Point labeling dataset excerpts
• • •

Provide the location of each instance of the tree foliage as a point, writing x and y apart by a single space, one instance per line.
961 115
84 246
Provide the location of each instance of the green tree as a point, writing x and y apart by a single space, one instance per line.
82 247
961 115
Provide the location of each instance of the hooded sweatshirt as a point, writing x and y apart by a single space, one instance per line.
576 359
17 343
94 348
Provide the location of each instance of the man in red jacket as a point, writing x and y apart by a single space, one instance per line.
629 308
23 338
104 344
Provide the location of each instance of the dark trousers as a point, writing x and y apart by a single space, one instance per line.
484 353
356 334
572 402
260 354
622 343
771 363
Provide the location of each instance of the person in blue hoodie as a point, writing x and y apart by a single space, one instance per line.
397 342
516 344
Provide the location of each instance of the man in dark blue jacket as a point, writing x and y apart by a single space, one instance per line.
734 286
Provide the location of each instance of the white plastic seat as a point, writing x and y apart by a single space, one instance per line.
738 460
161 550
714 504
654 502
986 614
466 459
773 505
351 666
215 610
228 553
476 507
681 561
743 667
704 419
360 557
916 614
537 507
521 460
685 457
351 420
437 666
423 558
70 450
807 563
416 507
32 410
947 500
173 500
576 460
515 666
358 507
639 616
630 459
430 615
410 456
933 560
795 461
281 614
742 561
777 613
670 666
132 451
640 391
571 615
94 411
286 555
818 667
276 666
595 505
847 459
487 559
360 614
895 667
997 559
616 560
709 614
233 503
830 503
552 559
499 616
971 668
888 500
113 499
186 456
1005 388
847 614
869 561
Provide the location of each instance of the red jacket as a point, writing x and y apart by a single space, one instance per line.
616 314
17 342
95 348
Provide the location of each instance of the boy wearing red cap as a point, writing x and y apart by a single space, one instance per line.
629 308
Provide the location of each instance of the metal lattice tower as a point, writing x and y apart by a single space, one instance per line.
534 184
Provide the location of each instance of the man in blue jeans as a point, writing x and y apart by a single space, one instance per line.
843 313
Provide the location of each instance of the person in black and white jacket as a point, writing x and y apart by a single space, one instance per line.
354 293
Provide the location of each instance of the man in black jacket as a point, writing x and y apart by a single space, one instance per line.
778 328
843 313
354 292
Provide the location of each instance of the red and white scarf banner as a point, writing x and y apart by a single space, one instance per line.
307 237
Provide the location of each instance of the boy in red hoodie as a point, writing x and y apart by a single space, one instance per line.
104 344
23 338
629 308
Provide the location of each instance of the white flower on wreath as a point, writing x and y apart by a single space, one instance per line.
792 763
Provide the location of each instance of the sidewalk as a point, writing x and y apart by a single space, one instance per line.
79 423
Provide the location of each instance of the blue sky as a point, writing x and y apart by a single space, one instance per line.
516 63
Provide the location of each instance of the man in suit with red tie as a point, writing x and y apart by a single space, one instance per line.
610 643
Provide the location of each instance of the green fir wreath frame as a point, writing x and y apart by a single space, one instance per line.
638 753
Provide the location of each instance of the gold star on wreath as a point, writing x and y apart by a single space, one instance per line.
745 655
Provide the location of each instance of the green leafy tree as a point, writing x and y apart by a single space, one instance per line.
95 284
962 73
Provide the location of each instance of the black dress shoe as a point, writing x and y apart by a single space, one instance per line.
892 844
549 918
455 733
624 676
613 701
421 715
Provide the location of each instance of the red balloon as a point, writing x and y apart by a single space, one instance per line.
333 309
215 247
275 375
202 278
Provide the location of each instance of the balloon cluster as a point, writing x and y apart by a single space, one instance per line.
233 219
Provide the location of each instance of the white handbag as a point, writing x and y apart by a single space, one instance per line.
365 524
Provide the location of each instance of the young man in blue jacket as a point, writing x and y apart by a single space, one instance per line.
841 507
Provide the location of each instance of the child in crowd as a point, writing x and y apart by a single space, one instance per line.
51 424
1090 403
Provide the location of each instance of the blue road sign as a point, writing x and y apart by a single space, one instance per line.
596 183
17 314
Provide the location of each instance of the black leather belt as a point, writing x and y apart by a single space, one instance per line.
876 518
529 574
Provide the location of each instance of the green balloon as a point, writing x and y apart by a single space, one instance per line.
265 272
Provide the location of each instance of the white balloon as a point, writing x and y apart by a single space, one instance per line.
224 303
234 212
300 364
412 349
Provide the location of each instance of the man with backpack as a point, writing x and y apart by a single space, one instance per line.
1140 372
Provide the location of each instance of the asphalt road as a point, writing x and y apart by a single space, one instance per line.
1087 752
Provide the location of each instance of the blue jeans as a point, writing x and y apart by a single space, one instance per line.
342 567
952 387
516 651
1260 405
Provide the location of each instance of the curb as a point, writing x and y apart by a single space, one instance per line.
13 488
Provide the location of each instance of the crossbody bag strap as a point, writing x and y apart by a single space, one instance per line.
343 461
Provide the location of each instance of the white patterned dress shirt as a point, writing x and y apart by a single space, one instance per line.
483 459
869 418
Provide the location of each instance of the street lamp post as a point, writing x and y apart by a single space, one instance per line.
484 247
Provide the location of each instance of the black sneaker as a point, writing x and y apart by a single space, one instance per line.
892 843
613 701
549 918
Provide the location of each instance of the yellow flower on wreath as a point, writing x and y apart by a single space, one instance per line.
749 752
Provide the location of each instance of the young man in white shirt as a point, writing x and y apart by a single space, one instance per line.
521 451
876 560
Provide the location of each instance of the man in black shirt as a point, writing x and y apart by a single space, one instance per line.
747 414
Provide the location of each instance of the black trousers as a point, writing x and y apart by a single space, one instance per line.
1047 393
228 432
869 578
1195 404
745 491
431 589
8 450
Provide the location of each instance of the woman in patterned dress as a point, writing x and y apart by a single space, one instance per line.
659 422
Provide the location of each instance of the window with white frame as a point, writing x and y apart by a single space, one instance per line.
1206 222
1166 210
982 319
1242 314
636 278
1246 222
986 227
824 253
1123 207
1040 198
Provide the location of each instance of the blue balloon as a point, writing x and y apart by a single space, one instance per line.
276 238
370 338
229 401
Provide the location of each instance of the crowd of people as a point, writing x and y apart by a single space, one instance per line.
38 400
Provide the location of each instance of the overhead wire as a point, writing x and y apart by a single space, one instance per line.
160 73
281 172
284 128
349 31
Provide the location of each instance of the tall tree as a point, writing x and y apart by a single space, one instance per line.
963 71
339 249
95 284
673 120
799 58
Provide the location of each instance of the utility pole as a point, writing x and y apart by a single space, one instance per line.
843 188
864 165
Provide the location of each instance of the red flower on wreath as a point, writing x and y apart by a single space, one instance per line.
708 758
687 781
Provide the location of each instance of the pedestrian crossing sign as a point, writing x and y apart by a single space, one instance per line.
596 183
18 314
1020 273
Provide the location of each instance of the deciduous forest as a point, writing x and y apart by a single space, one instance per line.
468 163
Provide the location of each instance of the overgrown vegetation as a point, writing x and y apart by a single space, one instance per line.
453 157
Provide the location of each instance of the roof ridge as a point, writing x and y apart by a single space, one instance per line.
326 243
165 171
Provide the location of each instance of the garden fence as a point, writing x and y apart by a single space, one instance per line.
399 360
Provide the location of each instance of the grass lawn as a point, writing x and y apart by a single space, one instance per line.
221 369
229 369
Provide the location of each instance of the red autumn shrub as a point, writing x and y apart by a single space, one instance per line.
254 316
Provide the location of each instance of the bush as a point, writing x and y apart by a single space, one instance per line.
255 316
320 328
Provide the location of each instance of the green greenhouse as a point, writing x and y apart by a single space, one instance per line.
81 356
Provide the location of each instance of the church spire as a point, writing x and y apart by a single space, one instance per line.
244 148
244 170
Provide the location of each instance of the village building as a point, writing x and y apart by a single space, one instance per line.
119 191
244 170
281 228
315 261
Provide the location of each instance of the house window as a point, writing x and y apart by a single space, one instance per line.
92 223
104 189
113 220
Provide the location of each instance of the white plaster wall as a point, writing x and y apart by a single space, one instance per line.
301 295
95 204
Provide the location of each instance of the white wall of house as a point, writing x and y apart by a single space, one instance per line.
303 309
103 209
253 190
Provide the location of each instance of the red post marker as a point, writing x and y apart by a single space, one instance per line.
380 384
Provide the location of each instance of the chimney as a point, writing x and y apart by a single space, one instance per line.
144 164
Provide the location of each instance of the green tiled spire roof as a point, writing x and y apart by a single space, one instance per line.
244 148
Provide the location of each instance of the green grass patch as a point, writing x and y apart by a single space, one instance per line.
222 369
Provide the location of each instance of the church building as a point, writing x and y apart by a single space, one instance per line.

• • •

### Exercise details
Copy word for word the lines from the one containing "Provide the location of each instance of the white plaster" down through the final line above, including both of those lines.

### Response below
Provide the location of each instance of the white plaster wall as a point, writing x and y apart by a single space, one instance per line.
301 295
95 204
Provide the location of each instance of the white wall of house as a point, writing x and y apart by a single space, one instance per line.
303 309
103 209
253 190
Provide the location of each instance of the red post marker as a point, writing x and y apart by a single space, one instance per line.
380 384
Provide the location of each instance of the chimney as a point, writing x and y apart by a single space, one instance per line.
144 164
Provide the location of each instance of the green tiled spire roof as a point, writing x and y apart by a single space, one instance per line.
244 148
Provide the location of each instance of the green grass patch as a point, writing x and y apart by a single space, one instance per line.
222 369
Provide the location of each instance of the church building as a point, writing x and y apart by a single space, one instance per line.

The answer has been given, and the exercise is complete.